Quote the listing below in its entirety.

— Begin —

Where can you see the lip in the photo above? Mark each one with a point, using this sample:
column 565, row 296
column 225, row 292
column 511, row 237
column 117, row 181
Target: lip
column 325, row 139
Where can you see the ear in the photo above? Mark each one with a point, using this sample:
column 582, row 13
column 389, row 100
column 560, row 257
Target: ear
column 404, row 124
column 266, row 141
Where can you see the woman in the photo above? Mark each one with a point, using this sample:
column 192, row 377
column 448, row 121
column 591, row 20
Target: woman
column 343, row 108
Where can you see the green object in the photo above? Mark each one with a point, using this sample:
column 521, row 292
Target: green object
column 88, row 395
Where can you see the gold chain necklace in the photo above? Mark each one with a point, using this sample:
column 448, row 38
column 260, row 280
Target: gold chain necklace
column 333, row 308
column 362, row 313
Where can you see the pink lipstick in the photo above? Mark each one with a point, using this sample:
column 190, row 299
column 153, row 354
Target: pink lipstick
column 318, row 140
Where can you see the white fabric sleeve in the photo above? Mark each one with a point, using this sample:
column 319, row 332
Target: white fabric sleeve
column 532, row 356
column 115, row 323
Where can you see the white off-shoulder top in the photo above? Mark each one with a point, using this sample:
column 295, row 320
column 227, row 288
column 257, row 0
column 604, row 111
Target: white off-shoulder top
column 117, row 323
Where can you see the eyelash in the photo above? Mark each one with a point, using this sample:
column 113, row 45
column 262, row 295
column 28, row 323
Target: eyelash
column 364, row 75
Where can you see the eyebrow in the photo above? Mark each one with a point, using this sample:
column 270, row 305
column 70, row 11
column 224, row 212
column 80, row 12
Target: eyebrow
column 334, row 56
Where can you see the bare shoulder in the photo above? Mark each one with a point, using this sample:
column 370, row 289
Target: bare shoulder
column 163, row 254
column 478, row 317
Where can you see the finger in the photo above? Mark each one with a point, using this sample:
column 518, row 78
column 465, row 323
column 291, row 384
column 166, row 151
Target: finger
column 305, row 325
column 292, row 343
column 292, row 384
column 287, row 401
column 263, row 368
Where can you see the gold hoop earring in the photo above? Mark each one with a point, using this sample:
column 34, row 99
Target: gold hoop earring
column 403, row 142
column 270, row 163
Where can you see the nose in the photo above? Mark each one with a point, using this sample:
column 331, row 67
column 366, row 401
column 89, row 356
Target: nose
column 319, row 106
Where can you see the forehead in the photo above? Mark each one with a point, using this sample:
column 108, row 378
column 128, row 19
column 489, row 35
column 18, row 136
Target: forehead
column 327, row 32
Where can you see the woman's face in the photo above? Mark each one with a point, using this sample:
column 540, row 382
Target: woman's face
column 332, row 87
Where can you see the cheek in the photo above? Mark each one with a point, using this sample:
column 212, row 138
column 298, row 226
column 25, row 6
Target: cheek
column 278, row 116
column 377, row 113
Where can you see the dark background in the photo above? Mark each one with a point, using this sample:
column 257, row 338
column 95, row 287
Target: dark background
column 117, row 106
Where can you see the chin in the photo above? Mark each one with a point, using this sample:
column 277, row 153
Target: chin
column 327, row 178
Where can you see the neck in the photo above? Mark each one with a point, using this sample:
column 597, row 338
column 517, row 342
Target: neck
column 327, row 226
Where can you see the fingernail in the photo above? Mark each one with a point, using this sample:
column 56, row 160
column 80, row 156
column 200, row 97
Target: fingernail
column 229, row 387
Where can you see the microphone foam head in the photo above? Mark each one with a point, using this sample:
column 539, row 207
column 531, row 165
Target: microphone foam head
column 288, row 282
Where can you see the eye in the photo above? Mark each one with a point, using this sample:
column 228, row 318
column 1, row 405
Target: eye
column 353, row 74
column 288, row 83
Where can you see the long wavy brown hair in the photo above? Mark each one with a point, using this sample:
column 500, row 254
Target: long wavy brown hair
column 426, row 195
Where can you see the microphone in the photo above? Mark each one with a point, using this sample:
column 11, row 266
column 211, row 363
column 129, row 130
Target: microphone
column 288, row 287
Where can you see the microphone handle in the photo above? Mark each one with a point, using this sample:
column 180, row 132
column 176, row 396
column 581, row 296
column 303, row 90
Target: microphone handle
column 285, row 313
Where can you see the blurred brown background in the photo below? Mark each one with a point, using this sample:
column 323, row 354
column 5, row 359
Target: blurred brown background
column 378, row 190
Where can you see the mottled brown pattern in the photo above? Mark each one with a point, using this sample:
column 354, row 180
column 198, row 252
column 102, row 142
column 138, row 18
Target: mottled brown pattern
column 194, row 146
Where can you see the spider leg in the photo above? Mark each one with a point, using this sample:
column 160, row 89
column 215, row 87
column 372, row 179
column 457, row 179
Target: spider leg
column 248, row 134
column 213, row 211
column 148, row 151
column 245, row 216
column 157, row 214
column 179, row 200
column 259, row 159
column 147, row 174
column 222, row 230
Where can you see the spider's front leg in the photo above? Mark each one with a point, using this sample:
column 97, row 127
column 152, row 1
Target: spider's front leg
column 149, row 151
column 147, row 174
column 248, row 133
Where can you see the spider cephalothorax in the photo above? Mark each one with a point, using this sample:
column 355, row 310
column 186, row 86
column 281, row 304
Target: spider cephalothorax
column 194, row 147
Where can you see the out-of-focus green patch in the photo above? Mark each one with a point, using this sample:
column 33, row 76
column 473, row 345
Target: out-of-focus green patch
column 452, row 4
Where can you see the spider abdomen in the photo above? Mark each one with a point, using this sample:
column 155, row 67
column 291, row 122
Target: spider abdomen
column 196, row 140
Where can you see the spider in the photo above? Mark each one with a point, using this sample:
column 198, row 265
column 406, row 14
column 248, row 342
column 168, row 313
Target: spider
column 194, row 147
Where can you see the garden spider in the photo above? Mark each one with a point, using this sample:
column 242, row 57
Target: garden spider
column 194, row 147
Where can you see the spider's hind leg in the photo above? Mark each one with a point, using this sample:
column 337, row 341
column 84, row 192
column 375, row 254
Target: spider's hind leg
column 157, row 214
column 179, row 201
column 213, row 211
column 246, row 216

— End —

▸ **Task output**:
Where can you see the lip in the photo above? Mark each one with a point, using this sample:
column 565, row 296
column 225, row 292
column 511, row 237
column 117, row 181
Target: lip
column 325, row 139
Where can you see the ear in the photo above? Mark each one with a point, using this sample:
column 582, row 13
column 389, row 100
column 560, row 257
Target: ear
column 404, row 124
column 266, row 141
Where can you see the woman in the photo above? Mark each one with a point, using this sample:
column 192, row 377
column 448, row 121
column 591, row 20
Target: woman
column 343, row 108
Where can you see the green object in the photo above? Mark each one with a point, using this sample:
column 521, row 292
Target: green object
column 88, row 395
Where can you see the gold chain necklace in the photo above? Mark each one with a point, using this sample:
column 448, row 38
column 260, row 280
Target: gold chain necklace
column 333, row 308
column 362, row 313
Where can you see the pink lipstick in the photo above? Mark each one with a point, using this sample:
column 190, row 299
column 153, row 354
Target: pink lipstick
column 318, row 140
Where can you see the white fabric sleeve in the photo above? Mark each one with a point, using this sample:
column 319, row 332
Target: white fabric sleeve
column 532, row 356
column 115, row 323
Where can you see the white off-shoulder top in the photo above? Mark each one with a point, using this sample:
column 295, row 320
column 227, row 288
column 257, row 0
column 604, row 111
Target: white off-shoulder top
column 117, row 323
Where can you see the eyelash in the photo above? Mark each one with a point, using this sample:
column 113, row 45
column 262, row 295
column 28, row 323
Target: eyelash
column 364, row 75
Where can you see the eyebrow in the photo above? Mark each one with a point, using this sample:
column 270, row 305
column 70, row 11
column 224, row 212
column 80, row 12
Target: eyebrow
column 334, row 56
Where can you see the bare shoulder in the photo above? Mark each one with a point, using this sample:
column 370, row 289
Target: bare shoulder
column 163, row 254
column 478, row 317
Where can you see the finger in the photo above? Mark each one with a point, using this sample:
column 518, row 78
column 465, row 323
column 291, row 384
column 166, row 151
Target: finger
column 305, row 325
column 292, row 343
column 292, row 384
column 287, row 401
column 263, row 368
Where can you see the gold hoop earring in the photo above? Mark each one with a point, using this sample:
column 34, row 99
Target: gold hoop earring
column 403, row 142
column 270, row 163
Where can you see the nose in the photo above? Mark each one with a point, using this sample:
column 331, row 67
column 366, row 401
column 89, row 356
Target: nose
column 319, row 106
Where can you see the forehead in the photo above? Mark each one with a point, using this sample:
column 108, row 378
column 128, row 19
column 489, row 35
column 18, row 136
Target: forehead
column 327, row 32
Where can you see the woman's face in the photo above? Mark each one with a point, using this sample:
column 540, row 382
Target: woman's face
column 332, row 87
Where can you see the cheek in the photo above? Mark each one with a point, using this sample:
column 212, row 138
column 298, row 226
column 25, row 6
Target: cheek
column 278, row 116
column 377, row 113
Where can you see the dark background in the photo above? Mark each one with a point, using this sample:
column 257, row 338
column 95, row 287
Target: dark background
column 117, row 106
Where can you see the chin in the photo above? Mark each one with a point, using this sample:
column 277, row 153
Target: chin
column 327, row 178
Where can you see the neck in the photo above? Mark each one with a point, using this sample:
column 597, row 338
column 517, row 342
Target: neck
column 327, row 226
Where can you see the fingernail in the photo above? Mark each one with a point, using this sample:
column 56, row 160
column 80, row 156
column 200, row 97
Target: fingernail
column 229, row 387
Where can you see the microphone foam head in the photo above? Mark each one with a point, using this sample:
column 539, row 207
column 531, row 165
Target: microphone foam head
column 288, row 282
Where can you see the eye in the photo above? Mark each one with a point, using this sample:
column 228, row 318
column 1, row 405
Target: eye
column 353, row 74
column 288, row 83
Where can you see the long wavy brown hair in the photo above? Mark each one with a point, using this sample:
column 500, row 254
Target: long wavy brown hair
column 426, row 195
Where can you see the microphone in the photo above? Mark each one with a point, using this sample:
column 11, row 266
column 211, row 363
column 129, row 130
Target: microphone
column 288, row 287
Where can you see the microphone handle in the photo above? Mark each one with a point, using this sample:
column 180, row 132
column 176, row 396
column 581, row 296
column 303, row 90
Target: microphone handle
column 285, row 313
Where can you see the blurred brown background in the photo below? Mark each one with a point, using this sample:
column 323, row 354
column 5, row 359
Target: blurred brown background
column 378, row 190
Where can you see the mottled brown pattern in the photo above? Mark each one with a point, using this sample:
column 354, row 180
column 198, row 252
column 102, row 142
column 138, row 18
Target: mottled brown pattern
column 194, row 146
Where can you see the spider leg in the photo above? Mark each one with a point, using this sample:
column 160, row 89
column 215, row 87
column 372, row 179
column 457, row 179
Target: spider leg
column 248, row 134
column 213, row 211
column 148, row 151
column 245, row 216
column 157, row 214
column 179, row 200
column 259, row 159
column 147, row 174
column 222, row 230
Where can you see the spider's front leg in the photo above? Mark each one with a point, using this sample:
column 97, row 127
column 152, row 1
Target: spider's front leg
column 149, row 151
column 147, row 174
column 248, row 133
Where can you see the spider cephalothorax in the photo above? Mark each one with a point, using this sample:
column 355, row 310
column 186, row 86
column 281, row 304
Target: spider cephalothorax
column 194, row 147
Where can you see the out-of-focus green patch in the photo above? Mark each one with a point, using this sample:
column 33, row 76
column 473, row 345
Target: out-of-focus green patch
column 452, row 4
Where can you see the spider abdomen in the photo above? Mark each one with a point, using this sample:
column 155, row 67
column 291, row 122
Target: spider abdomen
column 196, row 140
Where can you see the spider in the photo above? Mark each one with a point, using this sample:
column 198, row 265
column 406, row 14
column 248, row 342
column 168, row 313
Target: spider
column 194, row 147
Where can you see the garden spider in the photo above? Mark each one with a point, using this sample:
column 242, row 57
Target: garden spider
column 194, row 147
Where can you see the spider's hind leg in the photo above? Mark each one with a point, using this sample:
column 337, row 341
column 84, row 192
column 375, row 254
Target: spider's hind leg
column 157, row 214
column 179, row 201
column 213, row 211
column 246, row 216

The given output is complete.